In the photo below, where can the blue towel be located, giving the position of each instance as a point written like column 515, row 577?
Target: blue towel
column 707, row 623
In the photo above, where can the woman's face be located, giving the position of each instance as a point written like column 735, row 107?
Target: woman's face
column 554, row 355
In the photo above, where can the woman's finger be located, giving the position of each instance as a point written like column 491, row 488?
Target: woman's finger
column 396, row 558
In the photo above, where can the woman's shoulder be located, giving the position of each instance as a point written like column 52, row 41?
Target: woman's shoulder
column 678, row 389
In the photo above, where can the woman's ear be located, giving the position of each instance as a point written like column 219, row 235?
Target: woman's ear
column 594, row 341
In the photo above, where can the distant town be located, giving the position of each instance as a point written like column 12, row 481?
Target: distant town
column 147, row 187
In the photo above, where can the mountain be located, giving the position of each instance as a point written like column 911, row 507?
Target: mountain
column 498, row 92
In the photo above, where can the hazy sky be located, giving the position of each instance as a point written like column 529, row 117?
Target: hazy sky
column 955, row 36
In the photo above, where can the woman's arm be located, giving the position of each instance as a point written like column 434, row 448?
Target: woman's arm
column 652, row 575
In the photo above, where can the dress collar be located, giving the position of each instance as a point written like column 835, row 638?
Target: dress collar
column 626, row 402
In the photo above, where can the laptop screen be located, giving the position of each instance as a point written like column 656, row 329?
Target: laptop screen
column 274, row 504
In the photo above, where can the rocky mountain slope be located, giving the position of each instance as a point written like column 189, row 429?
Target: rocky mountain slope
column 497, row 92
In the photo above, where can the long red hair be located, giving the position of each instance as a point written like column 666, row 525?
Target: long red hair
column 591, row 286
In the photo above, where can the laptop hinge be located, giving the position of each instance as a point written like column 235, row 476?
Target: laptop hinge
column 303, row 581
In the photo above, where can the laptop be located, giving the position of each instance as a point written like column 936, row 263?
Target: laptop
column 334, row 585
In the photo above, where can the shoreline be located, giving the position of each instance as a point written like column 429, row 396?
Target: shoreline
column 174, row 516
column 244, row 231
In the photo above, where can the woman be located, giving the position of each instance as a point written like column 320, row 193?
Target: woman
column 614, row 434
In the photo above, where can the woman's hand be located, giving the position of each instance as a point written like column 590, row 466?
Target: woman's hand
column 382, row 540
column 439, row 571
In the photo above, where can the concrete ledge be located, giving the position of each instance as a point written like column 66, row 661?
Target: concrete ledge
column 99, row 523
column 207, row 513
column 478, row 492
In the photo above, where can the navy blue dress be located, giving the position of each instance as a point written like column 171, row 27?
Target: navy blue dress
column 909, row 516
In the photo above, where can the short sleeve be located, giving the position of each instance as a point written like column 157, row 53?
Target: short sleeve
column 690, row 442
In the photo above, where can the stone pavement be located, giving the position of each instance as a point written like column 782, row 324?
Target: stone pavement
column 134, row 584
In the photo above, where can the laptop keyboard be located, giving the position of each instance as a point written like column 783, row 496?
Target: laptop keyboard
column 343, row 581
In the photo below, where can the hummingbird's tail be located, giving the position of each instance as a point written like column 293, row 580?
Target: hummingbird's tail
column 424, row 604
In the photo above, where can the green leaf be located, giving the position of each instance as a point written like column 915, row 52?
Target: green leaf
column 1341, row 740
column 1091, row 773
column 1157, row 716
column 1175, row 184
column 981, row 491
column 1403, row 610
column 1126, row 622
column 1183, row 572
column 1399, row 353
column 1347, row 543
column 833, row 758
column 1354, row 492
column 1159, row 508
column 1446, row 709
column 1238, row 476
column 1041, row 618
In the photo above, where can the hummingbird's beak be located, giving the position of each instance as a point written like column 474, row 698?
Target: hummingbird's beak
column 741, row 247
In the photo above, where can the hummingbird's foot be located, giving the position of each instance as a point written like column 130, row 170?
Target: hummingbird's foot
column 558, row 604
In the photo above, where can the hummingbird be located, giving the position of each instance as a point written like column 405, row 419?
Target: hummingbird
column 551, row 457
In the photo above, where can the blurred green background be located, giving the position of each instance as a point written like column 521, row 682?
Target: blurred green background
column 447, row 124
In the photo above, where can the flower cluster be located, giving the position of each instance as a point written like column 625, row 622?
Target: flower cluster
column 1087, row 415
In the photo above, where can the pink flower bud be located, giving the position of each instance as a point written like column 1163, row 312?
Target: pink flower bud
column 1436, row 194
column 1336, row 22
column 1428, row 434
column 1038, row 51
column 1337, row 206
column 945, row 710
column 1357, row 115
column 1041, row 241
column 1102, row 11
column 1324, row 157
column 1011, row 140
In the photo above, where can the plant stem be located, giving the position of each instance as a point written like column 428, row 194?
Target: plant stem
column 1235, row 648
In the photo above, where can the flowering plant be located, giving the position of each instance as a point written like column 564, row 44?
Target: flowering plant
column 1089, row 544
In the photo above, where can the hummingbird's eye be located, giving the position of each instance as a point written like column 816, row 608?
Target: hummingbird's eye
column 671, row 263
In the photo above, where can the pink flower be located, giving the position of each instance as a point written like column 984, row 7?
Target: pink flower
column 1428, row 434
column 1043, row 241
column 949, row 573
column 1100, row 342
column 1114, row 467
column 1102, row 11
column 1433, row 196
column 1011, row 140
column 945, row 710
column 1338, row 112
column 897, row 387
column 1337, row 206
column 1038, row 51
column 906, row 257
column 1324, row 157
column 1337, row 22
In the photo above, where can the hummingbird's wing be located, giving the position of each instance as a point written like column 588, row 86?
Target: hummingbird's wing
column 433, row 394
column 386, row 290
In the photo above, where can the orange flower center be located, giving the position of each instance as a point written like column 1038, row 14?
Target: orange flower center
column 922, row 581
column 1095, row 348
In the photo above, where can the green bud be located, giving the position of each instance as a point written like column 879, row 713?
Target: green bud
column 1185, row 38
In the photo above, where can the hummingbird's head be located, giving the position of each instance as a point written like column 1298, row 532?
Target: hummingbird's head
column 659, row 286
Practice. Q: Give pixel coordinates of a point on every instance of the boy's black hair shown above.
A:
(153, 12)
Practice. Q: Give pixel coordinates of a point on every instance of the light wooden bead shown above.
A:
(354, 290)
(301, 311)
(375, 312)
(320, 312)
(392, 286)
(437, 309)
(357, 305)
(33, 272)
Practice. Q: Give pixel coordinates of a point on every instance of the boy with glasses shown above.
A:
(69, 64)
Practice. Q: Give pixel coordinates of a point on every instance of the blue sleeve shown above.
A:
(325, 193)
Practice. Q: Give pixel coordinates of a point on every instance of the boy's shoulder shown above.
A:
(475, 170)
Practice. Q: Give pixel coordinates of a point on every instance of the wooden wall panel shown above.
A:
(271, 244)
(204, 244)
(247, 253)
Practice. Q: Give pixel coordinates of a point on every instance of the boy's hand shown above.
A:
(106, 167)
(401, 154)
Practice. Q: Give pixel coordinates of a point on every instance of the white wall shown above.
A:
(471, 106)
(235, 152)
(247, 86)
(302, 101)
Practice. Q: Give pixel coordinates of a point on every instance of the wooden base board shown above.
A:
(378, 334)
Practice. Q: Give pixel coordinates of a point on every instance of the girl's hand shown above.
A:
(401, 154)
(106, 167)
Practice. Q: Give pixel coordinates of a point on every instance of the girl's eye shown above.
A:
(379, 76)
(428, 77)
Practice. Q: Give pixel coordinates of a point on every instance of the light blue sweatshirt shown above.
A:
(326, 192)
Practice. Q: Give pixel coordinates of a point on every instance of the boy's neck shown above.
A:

──────

• [What is being asked]:
Turn the lines beginning with the one that contains "In the photo above, where can the hazy" and continuing through the one that contains "column 626, row 402" into a Markdown table with the columns Number and Text, leaving out any blank lines.

• [Reply]:
| Number | Text |
|---|---|
| 1 | In the photo above, where can the hazy sky be located, giving the position of each instance as a point written like column 529, row 117? |
| 2 | Target: hazy sky |
| 3 | column 955, row 36 |
| 4 | In the photo above, where can the woman's arm be located, giving the position of each instance as a point written like column 434, row 448? |
| 5 | Target: woman's arm |
| 6 | column 652, row 575 |
| 7 | In the photo above, where can the dress collar be located, giving the position of each instance as a point written like column 835, row 638? |
| 8 | Target: dress collar |
| 9 | column 626, row 402 |